* Text passage:
---

GAI Is Going Well Part Trois
In this post I’m going to reflect on the mitigations section of the GAI is going well collection.
In light of the very ambiguous proposed California regulation SB 1047 mitigations against adverse effects is more important than ever .
Andrew Ng does an excellent job of explaining why this regulation is not great here: https://info.deeplearning.ai/ais-cloudy-path-to-zero-emissions-amazons-agent-builders-claudes-ui-advance-training-on-consumer-gpus-1
Probably best read with a cuppa that’s a lot to unpack
Mitigations Should always have been top of mind and imho a badly thought through regulation shouldn’t have been a forcing function to capture attention on this particularly as it’s difficult to see how anyone can comply now or in the future.

---

* Problems to solve:
a) Copy the passage of the GAI mitigations post from "GAI Is Going Well Part" to "in the future.".
b) Pick up the GAI mitigations post at the point where it stops, and carry it on.

---

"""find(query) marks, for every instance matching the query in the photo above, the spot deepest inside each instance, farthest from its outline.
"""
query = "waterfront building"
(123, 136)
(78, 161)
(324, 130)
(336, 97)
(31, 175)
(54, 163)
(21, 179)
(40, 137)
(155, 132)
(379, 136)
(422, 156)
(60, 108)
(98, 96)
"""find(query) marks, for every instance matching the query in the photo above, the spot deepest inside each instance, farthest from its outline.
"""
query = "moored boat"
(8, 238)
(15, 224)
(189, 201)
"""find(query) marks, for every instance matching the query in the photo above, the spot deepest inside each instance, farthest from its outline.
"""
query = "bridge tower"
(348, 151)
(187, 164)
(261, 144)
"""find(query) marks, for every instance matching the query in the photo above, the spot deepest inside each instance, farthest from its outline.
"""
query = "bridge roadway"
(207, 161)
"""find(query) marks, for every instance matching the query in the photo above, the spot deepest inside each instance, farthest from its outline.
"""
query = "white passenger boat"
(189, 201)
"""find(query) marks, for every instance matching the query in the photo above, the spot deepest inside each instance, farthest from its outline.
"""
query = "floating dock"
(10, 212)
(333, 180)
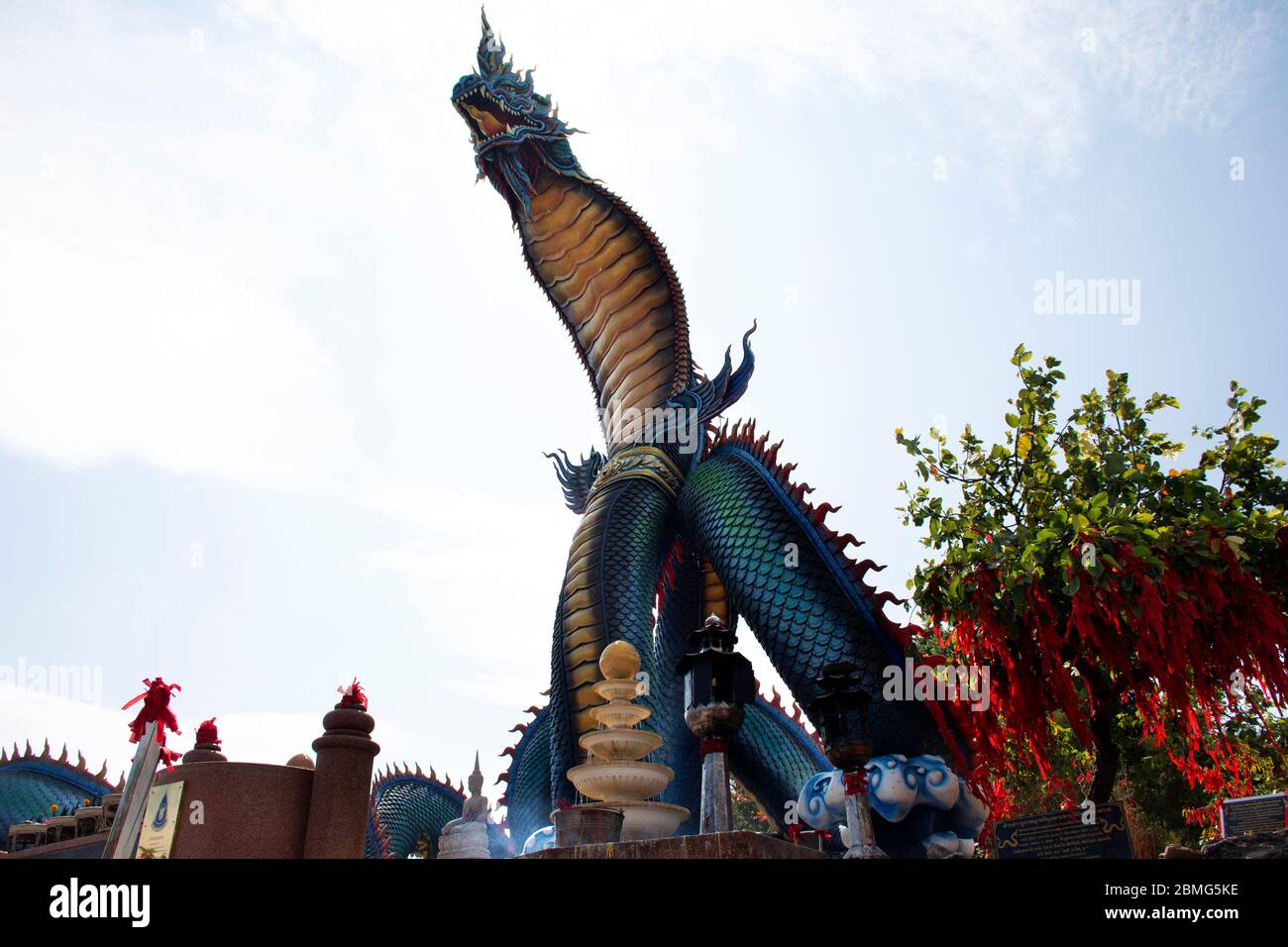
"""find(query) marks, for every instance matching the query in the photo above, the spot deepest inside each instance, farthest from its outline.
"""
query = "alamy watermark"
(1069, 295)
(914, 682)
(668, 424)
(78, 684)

---

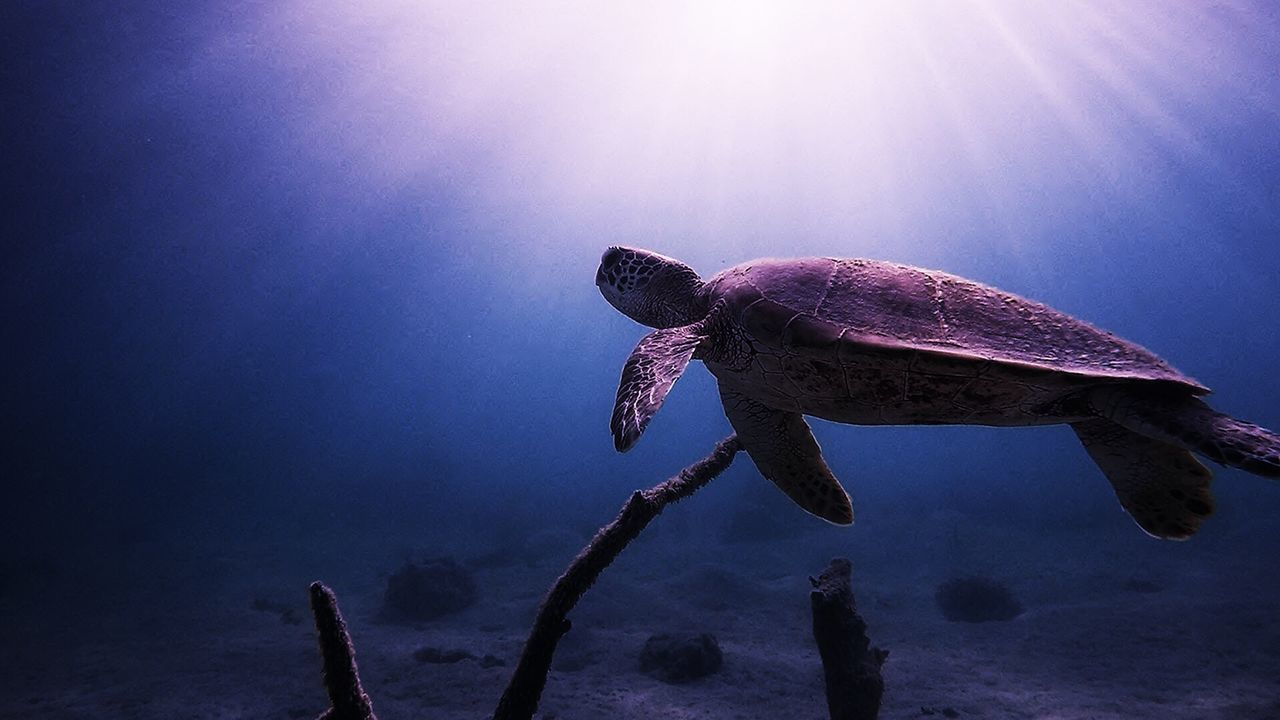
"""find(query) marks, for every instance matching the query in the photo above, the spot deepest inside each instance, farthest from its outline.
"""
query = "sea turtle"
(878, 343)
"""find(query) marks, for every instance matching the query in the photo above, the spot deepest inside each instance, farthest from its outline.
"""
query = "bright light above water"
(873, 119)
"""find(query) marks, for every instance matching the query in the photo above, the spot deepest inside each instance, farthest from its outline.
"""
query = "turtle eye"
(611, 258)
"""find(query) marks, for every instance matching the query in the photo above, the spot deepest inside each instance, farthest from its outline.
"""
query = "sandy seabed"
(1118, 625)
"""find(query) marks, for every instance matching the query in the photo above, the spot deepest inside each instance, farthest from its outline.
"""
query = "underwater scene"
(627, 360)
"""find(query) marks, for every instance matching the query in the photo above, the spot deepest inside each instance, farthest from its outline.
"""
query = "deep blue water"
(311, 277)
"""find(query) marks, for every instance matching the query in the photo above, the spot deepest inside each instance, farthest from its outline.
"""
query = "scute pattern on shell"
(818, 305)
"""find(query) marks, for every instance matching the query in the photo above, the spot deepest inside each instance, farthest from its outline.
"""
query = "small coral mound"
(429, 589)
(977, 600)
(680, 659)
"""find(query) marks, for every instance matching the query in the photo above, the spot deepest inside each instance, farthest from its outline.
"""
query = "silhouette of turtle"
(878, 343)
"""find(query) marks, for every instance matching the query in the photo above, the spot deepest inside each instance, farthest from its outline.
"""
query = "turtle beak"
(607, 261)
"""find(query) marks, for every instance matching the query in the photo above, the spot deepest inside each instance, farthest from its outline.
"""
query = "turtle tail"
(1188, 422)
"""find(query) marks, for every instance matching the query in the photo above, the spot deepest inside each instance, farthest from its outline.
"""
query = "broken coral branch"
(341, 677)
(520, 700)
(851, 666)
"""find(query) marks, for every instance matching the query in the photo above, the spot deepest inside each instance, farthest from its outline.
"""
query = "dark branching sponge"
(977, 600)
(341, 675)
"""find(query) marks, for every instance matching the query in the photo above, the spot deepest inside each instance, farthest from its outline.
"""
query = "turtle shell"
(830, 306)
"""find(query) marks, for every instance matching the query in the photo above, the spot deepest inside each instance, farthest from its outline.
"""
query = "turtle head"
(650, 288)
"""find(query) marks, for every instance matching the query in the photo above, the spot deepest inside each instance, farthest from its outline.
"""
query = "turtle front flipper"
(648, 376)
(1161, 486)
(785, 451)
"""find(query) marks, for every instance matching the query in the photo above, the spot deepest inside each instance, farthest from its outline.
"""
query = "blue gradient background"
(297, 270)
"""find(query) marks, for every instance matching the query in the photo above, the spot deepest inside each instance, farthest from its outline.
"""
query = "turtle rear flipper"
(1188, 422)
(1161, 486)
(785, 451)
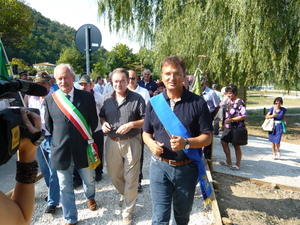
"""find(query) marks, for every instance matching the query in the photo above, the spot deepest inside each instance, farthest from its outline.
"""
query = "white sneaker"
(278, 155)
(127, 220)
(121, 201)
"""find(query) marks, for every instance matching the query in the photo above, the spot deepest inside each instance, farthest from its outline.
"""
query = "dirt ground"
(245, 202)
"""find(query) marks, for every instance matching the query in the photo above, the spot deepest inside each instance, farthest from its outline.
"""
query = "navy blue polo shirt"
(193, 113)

---

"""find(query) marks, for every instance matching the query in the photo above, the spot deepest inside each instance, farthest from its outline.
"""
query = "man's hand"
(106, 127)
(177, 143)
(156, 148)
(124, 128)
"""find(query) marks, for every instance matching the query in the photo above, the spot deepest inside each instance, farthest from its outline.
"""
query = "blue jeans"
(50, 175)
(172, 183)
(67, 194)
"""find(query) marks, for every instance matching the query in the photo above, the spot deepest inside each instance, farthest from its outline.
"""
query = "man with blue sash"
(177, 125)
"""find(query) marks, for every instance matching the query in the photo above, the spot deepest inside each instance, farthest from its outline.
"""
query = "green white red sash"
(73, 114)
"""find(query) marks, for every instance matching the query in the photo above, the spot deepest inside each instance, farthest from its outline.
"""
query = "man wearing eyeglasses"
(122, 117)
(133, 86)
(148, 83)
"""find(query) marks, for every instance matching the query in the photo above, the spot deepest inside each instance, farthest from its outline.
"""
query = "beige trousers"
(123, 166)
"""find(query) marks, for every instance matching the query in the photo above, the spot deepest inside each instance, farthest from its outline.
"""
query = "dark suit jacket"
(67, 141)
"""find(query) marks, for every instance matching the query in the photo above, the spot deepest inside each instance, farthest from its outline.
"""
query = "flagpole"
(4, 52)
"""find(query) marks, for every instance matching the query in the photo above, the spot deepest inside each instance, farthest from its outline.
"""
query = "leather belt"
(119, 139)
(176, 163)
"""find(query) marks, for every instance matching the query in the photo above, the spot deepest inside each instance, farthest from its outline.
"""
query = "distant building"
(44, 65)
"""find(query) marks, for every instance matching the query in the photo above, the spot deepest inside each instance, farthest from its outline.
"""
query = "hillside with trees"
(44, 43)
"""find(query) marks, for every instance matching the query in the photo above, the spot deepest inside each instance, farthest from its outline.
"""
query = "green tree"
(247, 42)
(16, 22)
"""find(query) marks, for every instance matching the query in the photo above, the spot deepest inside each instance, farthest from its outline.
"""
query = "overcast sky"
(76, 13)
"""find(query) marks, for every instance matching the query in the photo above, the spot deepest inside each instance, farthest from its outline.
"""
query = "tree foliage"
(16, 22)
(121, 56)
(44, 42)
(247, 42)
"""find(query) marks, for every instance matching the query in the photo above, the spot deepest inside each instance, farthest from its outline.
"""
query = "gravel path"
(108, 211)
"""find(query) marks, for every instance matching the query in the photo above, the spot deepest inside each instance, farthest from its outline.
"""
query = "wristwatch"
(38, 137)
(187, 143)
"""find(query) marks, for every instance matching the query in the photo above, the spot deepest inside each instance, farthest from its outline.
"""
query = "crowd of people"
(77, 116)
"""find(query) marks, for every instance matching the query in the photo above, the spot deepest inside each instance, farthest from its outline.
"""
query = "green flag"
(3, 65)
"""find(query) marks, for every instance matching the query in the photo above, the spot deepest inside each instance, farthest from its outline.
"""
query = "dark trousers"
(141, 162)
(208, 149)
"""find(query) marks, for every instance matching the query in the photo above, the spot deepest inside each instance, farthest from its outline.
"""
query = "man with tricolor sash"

---

* Numbered answers:
a)
GAI Is Going Well Part Trois
In this post I’m going to reflect on the mitigations section of the GAI is going well collection.
In light of the very ambiguous proposed California regulation SB 1047 mitigations against adverse effects is more important than ever .
Andrew Ng does an excellent job of explaining why this regulation is not great here: https://info.deeplearning.ai/ais-cloudy-path-to-zero-emissions-amazons-agent-builders-claudes-ui-advance-training-on-consumer-gpus-1
Probably best read with a cuppa that’s a lot to unpack
Mitigations Should always have been top of mind and imho a badly thought through regulation shouldn’t have been a forcing function to capture attention on this particularly as it’s difficult to see how anyone can comply now or in the future.

b)
Unfortunately far too many of the articles I’ve read just tell you what you need to do, not how to implement any mitigation techniques in a holistic manner . More often than not they may have disconnected guidance scattered around. My favourite csp of choice for example has random blog posts and articles all over the place for example How Sensitive Data Protection can help secure generative AI workloads | Google Cloud Blog and It’s an exercise for you as the customer to figure out what you need to do yourself by first finding the guidance & then figuring out whether you can or indeed need to implement the guidance.
There are plenty of articles that expound on what mitigations are, or are going to be implemented against adverse effects for foundation models and presented as a framework such as The Frontier Safety Framework from Deepmind
As with the frontier safety framework the frameworks designed for consumers of foundation models either priority or “open” such as Google’s Secure AI Framework (SAIF) & Artificial Intelligence Risk Management Framework (AI RMF 1.0) are early in conception and they also have very little actual implementation detail.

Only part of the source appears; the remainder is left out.